--- BEGIN TASK DATA ---
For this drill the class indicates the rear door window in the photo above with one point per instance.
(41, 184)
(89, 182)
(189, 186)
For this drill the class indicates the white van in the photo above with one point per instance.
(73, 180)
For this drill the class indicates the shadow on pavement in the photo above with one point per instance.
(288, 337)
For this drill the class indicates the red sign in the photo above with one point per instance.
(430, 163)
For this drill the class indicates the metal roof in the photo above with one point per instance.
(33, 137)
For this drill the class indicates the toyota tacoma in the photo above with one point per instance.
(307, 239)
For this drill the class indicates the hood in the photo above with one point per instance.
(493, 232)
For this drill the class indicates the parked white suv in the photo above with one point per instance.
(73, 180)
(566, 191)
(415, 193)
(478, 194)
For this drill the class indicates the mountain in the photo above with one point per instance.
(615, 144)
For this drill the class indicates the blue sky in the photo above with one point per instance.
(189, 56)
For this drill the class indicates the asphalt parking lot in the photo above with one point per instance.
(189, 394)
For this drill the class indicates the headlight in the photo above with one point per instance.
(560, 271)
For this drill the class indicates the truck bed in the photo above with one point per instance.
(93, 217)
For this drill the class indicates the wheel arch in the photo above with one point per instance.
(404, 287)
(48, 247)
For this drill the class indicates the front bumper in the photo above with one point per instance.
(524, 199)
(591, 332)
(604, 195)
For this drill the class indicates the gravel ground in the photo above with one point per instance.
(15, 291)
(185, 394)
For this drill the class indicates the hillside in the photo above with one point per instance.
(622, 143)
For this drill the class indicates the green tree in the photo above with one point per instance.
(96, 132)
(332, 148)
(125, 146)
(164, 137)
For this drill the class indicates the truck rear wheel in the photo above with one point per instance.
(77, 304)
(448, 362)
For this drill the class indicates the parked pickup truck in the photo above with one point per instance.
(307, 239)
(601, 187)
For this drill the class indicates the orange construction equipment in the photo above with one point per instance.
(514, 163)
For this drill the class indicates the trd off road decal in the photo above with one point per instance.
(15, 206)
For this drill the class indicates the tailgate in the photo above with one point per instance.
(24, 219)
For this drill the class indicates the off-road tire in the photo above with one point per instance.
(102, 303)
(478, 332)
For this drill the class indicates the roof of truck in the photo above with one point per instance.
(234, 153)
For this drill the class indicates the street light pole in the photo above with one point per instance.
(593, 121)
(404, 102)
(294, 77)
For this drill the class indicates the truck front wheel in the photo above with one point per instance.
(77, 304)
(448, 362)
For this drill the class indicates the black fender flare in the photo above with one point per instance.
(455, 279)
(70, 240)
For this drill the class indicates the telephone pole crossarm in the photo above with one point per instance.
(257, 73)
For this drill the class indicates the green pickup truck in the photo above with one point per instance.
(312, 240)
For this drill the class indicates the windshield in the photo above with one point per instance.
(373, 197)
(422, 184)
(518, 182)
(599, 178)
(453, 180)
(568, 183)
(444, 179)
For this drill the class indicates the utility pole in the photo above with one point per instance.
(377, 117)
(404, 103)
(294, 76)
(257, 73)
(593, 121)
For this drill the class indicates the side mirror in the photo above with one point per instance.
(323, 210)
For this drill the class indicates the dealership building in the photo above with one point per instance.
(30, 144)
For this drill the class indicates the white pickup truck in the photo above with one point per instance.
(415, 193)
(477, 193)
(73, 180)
--- END TASK DATA ---
◆ DESCRIPTION OF THE TASK: Everything from the line that contains "For this drill the class indicates the green pickup" through the end of the records must be duplicated exactly, and nothing outside that range.

◆ RESPONSE TO THIS EXERCISE:
For this drill the class indicates the green pickup truck in the photo above with one point per instance.
(312, 240)
For this drill the class indicates the windshield in the photo above with one point per instance.
(373, 197)
(422, 184)
(518, 182)
(599, 178)
(453, 180)
(568, 183)
(444, 179)
For this drill the class indicates the utility pole in the photo above with one point per instance.
(377, 117)
(404, 103)
(294, 76)
(257, 73)
(593, 121)
For this drill the class indicates the side mirror in the photo above with one point per instance.
(323, 210)
For this drill the class indicates the dealership building in the photo above with one point per instance.
(30, 144)
For this drill the class indicates the white pickup truck in the photo above with one point per instance.
(415, 193)
(477, 193)
(73, 180)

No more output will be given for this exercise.